● Provided passage:
▽
I jokingly replied to him that he’d invented the ‘rack-mount’ server, as in the blades are not in a blade chassis, but inserted into a rack, access external storage in the same rack and have connections to shared resources (PCIe) in that rack.  The reality is Kevin’s vision is closer to a mainframe than a rack-mount.

Overall while I enjoyed Kevin’s post for the thought experiment I think his vision of the data center future is way off from where we’re headed.  Starting off I don’t think that blades are the solution for every problem now.  I’ve previously summarized my thoughts on that, and some bad Shakespeare prose, in a blog on my friend Thomas Jones site: http://niketown588.com/2010/09/08/to-blade-or-not-to-blade/.  Basically stating that blades aren’t the right tool for every job.

Additionally I don’t see blades as the long-term future of enterprise and above computing.  I look to the way Microsoft, Google, Amazon and Facebook do their computing as the future, cheap commodity rack-mounts in mass.  I see the industry transitioning this way.  Blades (as we use them today) don’t hold water in that model due to cost, complexity, proprietary nature, etc.  Blades are designed to save space and they’re built to be highly available, as we start to build our data centers to scale and our applications with more reliability designing them for cloud platforms, highly available server hardware becomes irrelevant.  No service is lost when one of the thousands of servers handling Bing search fails, a new server is put in its place and joins the pool of available resources.

If blades, or some transformation of them, were the future I don’t see it playing out the same way as Kevin does.  I think Kevin’s end concept is built on a series of shaky assumptions: external I/O appliances, and blade chassis storage.

Let’s start with chassis based storage (i.e. shared storage in the blade chassis.  This is something I’ve never been a fan of as it limits access of the shared disk to a single chassis, meaning 14 blades max… wait, less than 14 blades because it uses blade slots to provide disk.  In very small scale this may make sense because you have an ‘all-in-one’ chassis, but the second you outgrow that (oops my business got bigger) you’re now stuck with small silos of data.

The advantage of this approach however is the low-latency access and the high bandwidth availability across the blade back/mid-plane.  This makes this a more interesting option now with lightning fast SSDs and cache options.  Now you can have extremely high performance storage within the blade chassis which provides a lot of options for demanding applications.  In these instances local storage in the chassis will be a big hit, but it will not be the majority of deployments without additional features such as EMC’s ‘Project Lightning’ (http://www.emc.com/about/news/press/2011/20110509-05.htm) to free the trapped data from the confines of the chassis.
△
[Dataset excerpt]
▽
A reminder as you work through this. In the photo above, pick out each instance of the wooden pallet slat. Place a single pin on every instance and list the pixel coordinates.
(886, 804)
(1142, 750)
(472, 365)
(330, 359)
△
● Exercise: In the passage on blade servers, what happens when one of the servers handling Bing search fails?

● Answer: No service is lost: a new server is put in its place and joins the pool of available resources.